* _EXERCISE AIM_
Could you return every record below exactly as it is written?

Stored entries:
★ ★ ★ ★ ★ ★ ★

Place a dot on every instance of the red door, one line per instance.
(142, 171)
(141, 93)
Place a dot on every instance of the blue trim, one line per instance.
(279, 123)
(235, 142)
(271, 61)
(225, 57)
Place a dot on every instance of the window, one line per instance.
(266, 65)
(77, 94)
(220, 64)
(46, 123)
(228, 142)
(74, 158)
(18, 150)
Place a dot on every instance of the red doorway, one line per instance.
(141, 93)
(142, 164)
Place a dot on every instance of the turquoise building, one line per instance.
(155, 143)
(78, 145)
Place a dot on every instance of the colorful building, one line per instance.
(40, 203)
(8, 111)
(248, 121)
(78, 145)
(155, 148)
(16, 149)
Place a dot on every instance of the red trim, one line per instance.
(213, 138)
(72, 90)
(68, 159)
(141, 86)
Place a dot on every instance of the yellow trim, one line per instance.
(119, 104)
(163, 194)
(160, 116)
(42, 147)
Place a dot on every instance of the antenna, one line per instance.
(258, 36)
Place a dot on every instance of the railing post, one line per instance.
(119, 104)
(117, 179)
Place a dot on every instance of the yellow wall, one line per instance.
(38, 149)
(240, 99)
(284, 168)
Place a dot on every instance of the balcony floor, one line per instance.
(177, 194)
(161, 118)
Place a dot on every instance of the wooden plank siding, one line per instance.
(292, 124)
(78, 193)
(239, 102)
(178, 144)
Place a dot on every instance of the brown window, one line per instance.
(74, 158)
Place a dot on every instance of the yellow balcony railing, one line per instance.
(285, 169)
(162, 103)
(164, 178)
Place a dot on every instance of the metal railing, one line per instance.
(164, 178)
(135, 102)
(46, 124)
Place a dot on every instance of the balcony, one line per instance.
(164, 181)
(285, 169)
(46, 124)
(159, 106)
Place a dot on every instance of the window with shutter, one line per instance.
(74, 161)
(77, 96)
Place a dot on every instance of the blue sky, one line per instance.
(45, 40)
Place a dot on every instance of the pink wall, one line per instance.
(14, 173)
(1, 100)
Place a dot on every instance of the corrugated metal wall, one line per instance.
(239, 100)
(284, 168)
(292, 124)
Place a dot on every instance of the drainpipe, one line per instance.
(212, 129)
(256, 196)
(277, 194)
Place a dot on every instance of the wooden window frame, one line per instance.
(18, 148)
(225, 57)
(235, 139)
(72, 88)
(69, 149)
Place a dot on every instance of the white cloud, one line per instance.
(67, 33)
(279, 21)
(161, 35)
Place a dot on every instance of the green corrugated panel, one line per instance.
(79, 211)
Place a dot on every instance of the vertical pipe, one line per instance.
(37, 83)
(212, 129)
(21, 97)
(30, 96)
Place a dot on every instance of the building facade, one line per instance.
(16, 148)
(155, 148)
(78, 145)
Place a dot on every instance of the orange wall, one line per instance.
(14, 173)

★ ★ ★ ★ ★ ★ ★

* _RESULT BELOW_
Place a dot on every instance of the red door, one line per instance.
(142, 171)
(141, 93)
Place a dot on every instance of the blue trim, one line per instance.
(279, 123)
(235, 142)
(271, 61)
(225, 57)
Place a dot on every instance of the window, one line per instance.
(266, 65)
(77, 94)
(220, 64)
(46, 123)
(228, 142)
(74, 158)
(18, 150)
Place a dot on every instance of the red doorway, one line per instance.
(141, 93)
(142, 164)
Place a dot on every instance of the turquoise building, one line per instance.
(155, 143)
(78, 145)
Place a dot on every instance of the colorful building, one line per instance.
(40, 203)
(8, 111)
(248, 121)
(78, 145)
(155, 148)
(16, 149)
Place a dot on every instance of the red trim, one line per instance.
(213, 138)
(72, 90)
(68, 159)
(141, 86)
Place a dot on every instance of the yellow trim, one line per instance.
(119, 104)
(163, 194)
(160, 116)
(42, 147)
Place a dot on every instance of the antenna, one line per instance.
(258, 36)
Place a dot on every instance of the railing post, one line per instance.
(119, 104)
(117, 179)
Place a dot on every instance of the yellow wall, one line per instance.
(38, 149)
(240, 99)
(284, 168)
Place a dot on every instance of the balcony floor, one line per instance.
(177, 194)
(161, 118)
Place a dot on every instance of the wooden plank siding, one line per instance.
(292, 124)
(78, 193)
(239, 102)
(178, 144)
Place a dot on every instance of the brown window, one line per instance.
(74, 158)
Place a dot on every instance of the yellow balcony railing, one line per instance.
(285, 169)
(162, 103)
(164, 178)
Place a dot on every instance of the metal railing, one line per instance.
(164, 178)
(135, 102)
(46, 124)
Place a dot on every instance of the balcony, one line per instance.
(164, 181)
(285, 169)
(46, 124)
(159, 106)
Place a dot on every instance of the window with shutter, one line per instance.
(74, 161)
(77, 96)
Place a dot on every instance of the blue sky, one line per instance.
(45, 40)
Place a dot on every instance of the pink wall, one line per instance.
(14, 173)
(1, 100)
Place a dot on every instance of the corrugated metal wall, one line per instance.
(239, 100)
(284, 168)
(292, 124)
Place a dot on every instance of the drainpipe, one line per instance.
(212, 129)
(256, 196)
(277, 194)
Place a dot on every instance of the wooden window frame, one line per instance.
(18, 148)
(225, 57)
(235, 139)
(72, 88)
(69, 149)
Place a dot on every instance of the white cloud, one line per instance.
(67, 33)
(279, 21)
(161, 35)
Place a dot on every instance of the green corrugated panel, one line per instance.
(79, 211)
Place a dot on every instance of the vertical pipe, one line per instance.
(37, 83)
(212, 129)
(21, 97)
(30, 96)
Place a dot on every instance of the building facade, one line per instance.
(16, 148)
(155, 148)
(78, 145)
Place a dot on every instance of the orange wall, one line per instance.
(14, 173)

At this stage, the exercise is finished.